*WRITTEN REQUEST:*
Copy every line of the data below word for word, changing nothing.

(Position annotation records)

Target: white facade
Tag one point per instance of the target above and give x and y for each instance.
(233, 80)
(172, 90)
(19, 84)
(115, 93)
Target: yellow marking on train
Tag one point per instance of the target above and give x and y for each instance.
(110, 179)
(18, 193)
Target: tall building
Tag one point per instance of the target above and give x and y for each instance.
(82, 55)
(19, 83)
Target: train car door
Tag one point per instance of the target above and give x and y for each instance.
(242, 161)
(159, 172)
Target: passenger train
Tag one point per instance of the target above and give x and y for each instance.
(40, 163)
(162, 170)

*RESPONSE TO THIS EXERCISE:*
Target: white facade
Tag one point per instance of the target above and give x and y for each instance.
(233, 80)
(172, 90)
(19, 84)
(115, 93)
Target: yellow marking on train
Tag one point per instance of the target above and give x and y for each instance.
(110, 179)
(18, 193)
Target: tall building
Tag one point per instance of the target above and give x and y for each instance.
(82, 55)
(19, 83)
Target: train car door
Tag one point per instance of the target above and give x and y for each instance.
(242, 161)
(159, 172)
Target: passenger train
Tag one point per instance of the target above and give x and y for each instance.
(40, 163)
(162, 170)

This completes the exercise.